──────── Data in this exercise ────────
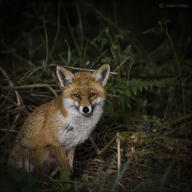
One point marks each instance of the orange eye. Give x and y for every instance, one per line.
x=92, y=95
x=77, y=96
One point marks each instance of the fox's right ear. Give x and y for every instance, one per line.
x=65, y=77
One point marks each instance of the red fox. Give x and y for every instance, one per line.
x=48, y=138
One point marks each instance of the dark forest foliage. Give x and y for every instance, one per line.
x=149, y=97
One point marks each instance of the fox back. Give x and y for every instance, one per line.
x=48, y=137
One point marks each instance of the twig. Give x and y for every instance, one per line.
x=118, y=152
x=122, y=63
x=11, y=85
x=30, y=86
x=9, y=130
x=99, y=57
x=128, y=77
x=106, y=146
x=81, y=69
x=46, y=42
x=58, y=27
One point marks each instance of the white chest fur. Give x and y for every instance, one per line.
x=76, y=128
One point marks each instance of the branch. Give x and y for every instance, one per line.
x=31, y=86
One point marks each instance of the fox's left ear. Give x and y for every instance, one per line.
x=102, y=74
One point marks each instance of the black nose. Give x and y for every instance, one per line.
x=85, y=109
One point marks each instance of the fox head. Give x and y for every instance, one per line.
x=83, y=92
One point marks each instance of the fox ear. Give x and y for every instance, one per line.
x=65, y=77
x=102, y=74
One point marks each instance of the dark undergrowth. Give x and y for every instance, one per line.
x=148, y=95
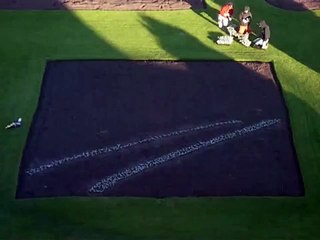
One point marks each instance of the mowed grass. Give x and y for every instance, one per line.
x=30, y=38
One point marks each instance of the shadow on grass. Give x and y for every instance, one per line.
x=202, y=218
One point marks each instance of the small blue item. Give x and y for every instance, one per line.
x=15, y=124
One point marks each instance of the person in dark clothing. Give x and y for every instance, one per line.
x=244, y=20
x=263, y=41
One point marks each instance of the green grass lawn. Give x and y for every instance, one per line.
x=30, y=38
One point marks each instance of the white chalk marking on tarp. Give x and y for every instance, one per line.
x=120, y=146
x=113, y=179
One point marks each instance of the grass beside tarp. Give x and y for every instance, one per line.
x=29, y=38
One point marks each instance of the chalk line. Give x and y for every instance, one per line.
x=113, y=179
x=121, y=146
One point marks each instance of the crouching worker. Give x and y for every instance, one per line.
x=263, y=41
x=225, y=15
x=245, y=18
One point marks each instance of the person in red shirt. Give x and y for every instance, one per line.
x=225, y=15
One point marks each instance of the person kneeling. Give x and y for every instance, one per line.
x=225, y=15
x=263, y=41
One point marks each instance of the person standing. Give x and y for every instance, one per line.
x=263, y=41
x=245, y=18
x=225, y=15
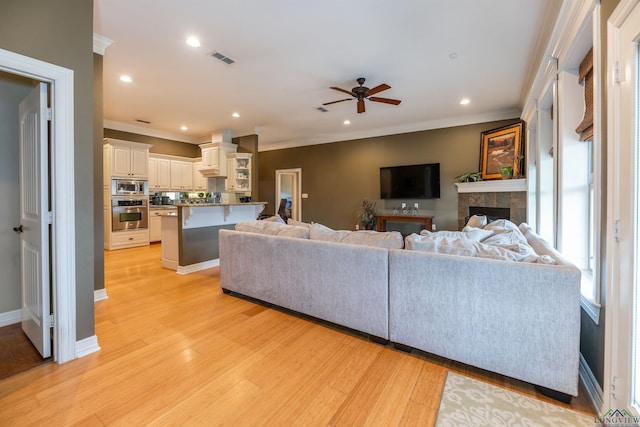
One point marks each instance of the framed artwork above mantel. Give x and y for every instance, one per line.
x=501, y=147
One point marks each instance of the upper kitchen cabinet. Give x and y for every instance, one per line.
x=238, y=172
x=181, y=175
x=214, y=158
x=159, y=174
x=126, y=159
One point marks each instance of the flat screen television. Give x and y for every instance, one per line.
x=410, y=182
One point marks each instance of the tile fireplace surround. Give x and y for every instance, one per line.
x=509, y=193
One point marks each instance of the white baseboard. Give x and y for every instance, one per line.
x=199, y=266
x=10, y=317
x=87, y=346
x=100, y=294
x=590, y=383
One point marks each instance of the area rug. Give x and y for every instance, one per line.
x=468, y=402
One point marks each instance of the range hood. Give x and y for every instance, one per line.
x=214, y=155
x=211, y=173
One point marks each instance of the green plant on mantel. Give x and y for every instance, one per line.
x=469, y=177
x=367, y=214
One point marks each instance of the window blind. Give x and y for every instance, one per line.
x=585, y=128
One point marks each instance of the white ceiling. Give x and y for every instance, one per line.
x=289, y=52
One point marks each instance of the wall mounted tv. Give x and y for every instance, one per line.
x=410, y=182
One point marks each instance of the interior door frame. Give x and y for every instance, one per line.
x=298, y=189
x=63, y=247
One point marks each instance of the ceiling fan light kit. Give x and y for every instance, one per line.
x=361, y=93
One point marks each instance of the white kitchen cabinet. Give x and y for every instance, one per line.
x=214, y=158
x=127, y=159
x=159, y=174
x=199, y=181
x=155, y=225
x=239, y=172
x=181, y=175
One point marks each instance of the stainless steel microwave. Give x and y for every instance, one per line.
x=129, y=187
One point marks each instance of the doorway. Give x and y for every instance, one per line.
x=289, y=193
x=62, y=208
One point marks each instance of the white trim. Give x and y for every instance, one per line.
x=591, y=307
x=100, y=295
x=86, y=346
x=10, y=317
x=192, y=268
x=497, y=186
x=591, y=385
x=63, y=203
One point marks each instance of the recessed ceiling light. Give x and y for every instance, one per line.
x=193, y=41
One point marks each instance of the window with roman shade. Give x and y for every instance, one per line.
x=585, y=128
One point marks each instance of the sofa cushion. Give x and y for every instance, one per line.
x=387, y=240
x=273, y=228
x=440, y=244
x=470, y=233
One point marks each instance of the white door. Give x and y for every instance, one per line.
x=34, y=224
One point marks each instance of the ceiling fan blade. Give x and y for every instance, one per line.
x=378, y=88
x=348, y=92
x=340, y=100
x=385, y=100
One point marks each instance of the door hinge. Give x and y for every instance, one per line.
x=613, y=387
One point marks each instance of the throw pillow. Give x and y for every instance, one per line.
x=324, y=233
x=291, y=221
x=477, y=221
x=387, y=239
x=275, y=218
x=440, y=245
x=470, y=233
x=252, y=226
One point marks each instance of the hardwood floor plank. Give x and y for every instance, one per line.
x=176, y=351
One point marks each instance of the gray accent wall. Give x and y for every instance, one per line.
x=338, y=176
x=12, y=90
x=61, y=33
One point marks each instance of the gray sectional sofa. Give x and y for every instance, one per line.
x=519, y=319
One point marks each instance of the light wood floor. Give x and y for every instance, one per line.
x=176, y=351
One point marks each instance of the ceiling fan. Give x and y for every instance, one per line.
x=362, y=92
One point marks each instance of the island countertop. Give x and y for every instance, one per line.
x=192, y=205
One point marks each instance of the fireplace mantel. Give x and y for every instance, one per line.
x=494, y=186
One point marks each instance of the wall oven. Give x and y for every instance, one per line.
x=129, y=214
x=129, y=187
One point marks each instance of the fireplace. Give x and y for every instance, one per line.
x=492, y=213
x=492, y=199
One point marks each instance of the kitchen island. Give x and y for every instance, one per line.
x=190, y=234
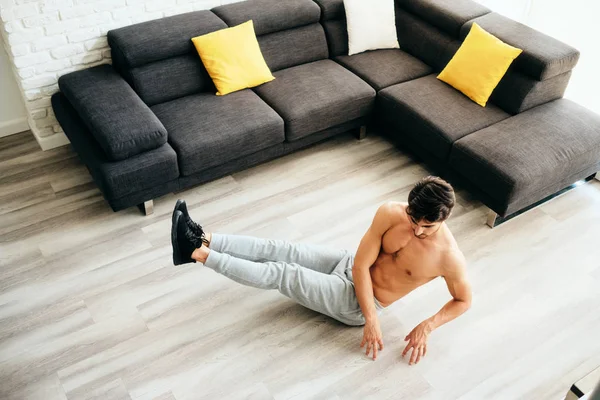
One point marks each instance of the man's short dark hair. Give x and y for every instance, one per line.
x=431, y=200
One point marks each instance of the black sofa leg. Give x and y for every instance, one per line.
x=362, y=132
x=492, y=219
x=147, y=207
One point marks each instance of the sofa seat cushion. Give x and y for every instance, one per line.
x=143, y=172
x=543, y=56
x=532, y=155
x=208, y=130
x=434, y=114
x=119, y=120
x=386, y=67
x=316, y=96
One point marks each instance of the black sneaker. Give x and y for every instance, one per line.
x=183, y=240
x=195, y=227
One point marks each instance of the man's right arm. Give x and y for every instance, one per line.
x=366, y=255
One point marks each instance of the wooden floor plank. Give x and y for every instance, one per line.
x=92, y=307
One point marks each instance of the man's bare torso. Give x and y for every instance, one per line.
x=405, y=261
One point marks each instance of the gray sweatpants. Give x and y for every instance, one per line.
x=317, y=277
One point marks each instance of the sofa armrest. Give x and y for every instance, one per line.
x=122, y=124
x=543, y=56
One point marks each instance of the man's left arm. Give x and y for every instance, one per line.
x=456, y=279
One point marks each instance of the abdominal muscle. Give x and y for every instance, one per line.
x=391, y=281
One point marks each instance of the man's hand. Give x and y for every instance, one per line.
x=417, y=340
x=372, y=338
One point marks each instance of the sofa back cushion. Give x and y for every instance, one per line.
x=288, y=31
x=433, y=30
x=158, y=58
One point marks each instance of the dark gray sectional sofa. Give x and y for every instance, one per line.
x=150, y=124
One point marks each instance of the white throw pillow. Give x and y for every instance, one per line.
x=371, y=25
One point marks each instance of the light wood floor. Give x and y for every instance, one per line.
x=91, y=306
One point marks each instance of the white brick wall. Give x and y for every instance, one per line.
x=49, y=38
────────
Task description:
From the line containing "One point marks each instance of the sofa back" down to the last line of the records, transcribe every line exactly and add nothing else.

Exercise response:
One point marks each instance of the sofa back cushion. Give x and y for every instance, one per line.
x=288, y=31
x=433, y=30
x=158, y=58
One point marks each instance of the dark gray sectional sofa. Give x and y for every instance, one per line.
x=150, y=124
One point marks each instance of the white throw pillow. Give x and y for every instance, one per line.
x=371, y=25
One point marks each instance of the light wood floor. Give x and y for every instance, one per line.
x=91, y=306
One point marks each instance of the white brick wall. Give x and y for every instance, one per line.
x=49, y=38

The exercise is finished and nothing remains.